*** EXERCISE DATA Section Begins ***

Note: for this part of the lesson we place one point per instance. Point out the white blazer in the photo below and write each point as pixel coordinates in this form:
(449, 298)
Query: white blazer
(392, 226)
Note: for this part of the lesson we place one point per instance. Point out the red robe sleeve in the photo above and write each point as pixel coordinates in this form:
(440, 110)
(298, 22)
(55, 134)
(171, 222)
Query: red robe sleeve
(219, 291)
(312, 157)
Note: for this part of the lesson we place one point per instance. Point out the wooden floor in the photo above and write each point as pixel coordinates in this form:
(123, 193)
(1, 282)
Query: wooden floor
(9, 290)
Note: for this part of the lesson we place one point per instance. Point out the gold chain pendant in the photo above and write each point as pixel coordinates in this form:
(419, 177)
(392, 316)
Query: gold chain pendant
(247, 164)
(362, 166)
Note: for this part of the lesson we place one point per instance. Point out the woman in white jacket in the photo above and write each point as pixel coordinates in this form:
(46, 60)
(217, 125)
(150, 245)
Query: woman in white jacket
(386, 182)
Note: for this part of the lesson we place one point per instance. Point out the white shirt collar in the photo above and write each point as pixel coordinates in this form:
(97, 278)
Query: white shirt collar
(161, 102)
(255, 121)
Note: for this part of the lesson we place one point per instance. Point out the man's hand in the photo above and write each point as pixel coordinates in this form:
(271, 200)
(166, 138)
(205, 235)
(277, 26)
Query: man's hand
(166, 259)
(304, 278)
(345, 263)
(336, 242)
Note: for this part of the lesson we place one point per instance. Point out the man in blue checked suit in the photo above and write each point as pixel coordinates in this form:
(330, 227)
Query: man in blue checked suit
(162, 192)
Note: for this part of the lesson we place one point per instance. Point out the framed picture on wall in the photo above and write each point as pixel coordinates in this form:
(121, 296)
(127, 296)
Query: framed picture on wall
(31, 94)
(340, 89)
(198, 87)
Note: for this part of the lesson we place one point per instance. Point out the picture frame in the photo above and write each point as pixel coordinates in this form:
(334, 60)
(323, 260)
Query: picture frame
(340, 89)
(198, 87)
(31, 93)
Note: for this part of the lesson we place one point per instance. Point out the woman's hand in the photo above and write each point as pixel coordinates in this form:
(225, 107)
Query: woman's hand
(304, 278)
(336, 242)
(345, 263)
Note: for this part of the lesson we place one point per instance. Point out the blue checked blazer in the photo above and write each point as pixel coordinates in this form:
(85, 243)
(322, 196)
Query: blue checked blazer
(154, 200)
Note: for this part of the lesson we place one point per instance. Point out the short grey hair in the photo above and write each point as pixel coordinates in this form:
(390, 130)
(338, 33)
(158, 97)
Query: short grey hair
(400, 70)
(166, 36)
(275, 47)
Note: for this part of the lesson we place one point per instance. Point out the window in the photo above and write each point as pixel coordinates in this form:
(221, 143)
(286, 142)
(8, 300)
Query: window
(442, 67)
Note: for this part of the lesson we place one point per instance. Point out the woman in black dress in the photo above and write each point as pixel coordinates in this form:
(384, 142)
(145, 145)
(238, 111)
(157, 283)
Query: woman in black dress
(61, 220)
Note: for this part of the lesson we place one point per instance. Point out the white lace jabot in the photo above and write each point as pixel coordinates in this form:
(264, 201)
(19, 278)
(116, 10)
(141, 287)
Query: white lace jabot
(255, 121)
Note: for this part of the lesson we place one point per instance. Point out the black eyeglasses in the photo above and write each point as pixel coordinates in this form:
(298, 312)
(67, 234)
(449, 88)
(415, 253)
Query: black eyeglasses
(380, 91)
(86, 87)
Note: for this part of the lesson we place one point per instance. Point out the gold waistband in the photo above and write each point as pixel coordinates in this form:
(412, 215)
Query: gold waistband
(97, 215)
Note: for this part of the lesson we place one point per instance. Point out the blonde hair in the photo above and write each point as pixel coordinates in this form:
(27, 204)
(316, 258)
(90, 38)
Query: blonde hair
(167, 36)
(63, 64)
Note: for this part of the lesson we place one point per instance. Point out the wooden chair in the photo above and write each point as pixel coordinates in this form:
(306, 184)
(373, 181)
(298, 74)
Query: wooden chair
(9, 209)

*** EXERCISE DATA Section Ends ***

## EXERCISE PROMPT
Reproduce the entries exactly. Every word has to stay the same.

## REPLY
Note: for this part of the lesson we place one point per instance. Point out the white blazer in the photo below and write each point as pixel coordinates in this form:
(449, 298)
Query: white blazer
(392, 226)
Note: for this part of the lesson we place one point per instance. Point out the red robe sleeve in the photo above and write each point as pixel coordinates in this form:
(440, 110)
(298, 22)
(55, 134)
(171, 222)
Query: red robe sleeve
(219, 291)
(312, 157)
Note: for this part of the lesson we place one point per instance. Point out the wooden floor in the photo above and write each point as pixel coordinates in this form:
(123, 193)
(1, 282)
Query: wooden floor
(9, 290)
Note: for this part of the lesson we place one point per instance. Point out the gold chain pendant in the photo above and write each point as pixel coordinates in this form:
(419, 177)
(392, 316)
Query: gold chain pendant
(247, 164)
(362, 166)
Note: for this part of the lesson we place one point per instance. Point out the woman in white jacket in the photo above and write each point as pixel coordinates in this form:
(46, 60)
(217, 125)
(150, 245)
Query: woman in white jacket
(386, 182)
Note: for this part of the lesson we place one point per instance. Point out the white shirt collar in the photo above and write each point as pixel coordinates in this form:
(97, 278)
Query: white shirt collar
(161, 102)
(255, 121)
Note: for this part of the lesson we place one point per instance. Point out the man's hand in the photo above and write each point as pixel coordinates in this form:
(271, 200)
(166, 138)
(205, 235)
(277, 26)
Query: man's hand
(166, 259)
(304, 278)
(345, 263)
(336, 242)
Note: for this part of the lesson we place one point per instance. Point out the man in blue checked suit in the photo above and write each point as pixel coordinates in this form:
(330, 227)
Query: man in blue checked suit
(162, 192)
Note: for this part of the lesson we place one point per instance. Point out the framed picture on wall in the photo above and write each point as pixel coordinates in this form:
(121, 296)
(127, 296)
Query: framed picture on wall
(31, 94)
(340, 89)
(198, 87)
Note: for this part of the lesson we place one point per instance. Point out the picture frame in the photo above and write each point as pixel coordinates in this form:
(334, 60)
(323, 260)
Query: picture frame
(340, 89)
(198, 87)
(31, 93)
Note: for this part of the lesson we place one point per instance. Point out the woman's hand in the photo above and write each point as pixel coordinates in this form:
(225, 107)
Query: woman's hand
(304, 278)
(336, 242)
(345, 263)
Note: for this part of the lesson we place one point per instance. Point out the blue checked blazer in the photo above and write each point as pixel coordinates in this form:
(85, 243)
(322, 196)
Query: blue checked blazer
(154, 200)
Note: for this part of the lesson we place one point per instance. Point out the short grey hair in the photo above and write each point as pixel coordinates in this form:
(390, 130)
(338, 33)
(158, 97)
Query: short grey hair
(400, 70)
(166, 36)
(275, 47)
Note: for this part of the lesson we place one point per instance. Point out the window in the photo above and write each point as pixel coordinates in this form:
(221, 143)
(286, 142)
(8, 300)
Query: window
(442, 67)
Note: for this part of the lesson we place one point per instance. Point out the woman in black dress in the photo above and write each point as pixel coordinates in this form:
(384, 142)
(145, 145)
(238, 111)
(157, 283)
Query: woman in black dress
(61, 220)
Note: for this part of the lesson we place one point per instance. Point out the white lace jabot in the photo above and write each point as pixel coordinates in this form:
(264, 201)
(19, 278)
(116, 10)
(141, 287)
Query: white lace jabot
(255, 121)
Note: for this part of the lesson we place one point per instance. Point out the black eyeglasses in the photo above and write each point as pixel coordinates in this form:
(298, 312)
(67, 234)
(449, 88)
(415, 253)
Query: black eyeglasses
(380, 91)
(86, 87)
Note: for this part of the lesson we place one point per instance. Point out the gold waistband in the photo above and write each point as pixel coordinates in this form:
(412, 215)
Query: gold waistband
(97, 215)
Note: for this part of the lesson we place one point per instance. Point out the blonde hair in the photo above and write each point as pixel coordinates in this form:
(27, 204)
(316, 258)
(90, 38)
Query: blonde hair
(167, 36)
(63, 64)
Note: for this part of the lesson we place one point per instance. Point out the wooden chair in the photo above and write each point as pixel coordinates in this form:
(306, 184)
(373, 181)
(298, 74)
Query: wooden chair
(9, 209)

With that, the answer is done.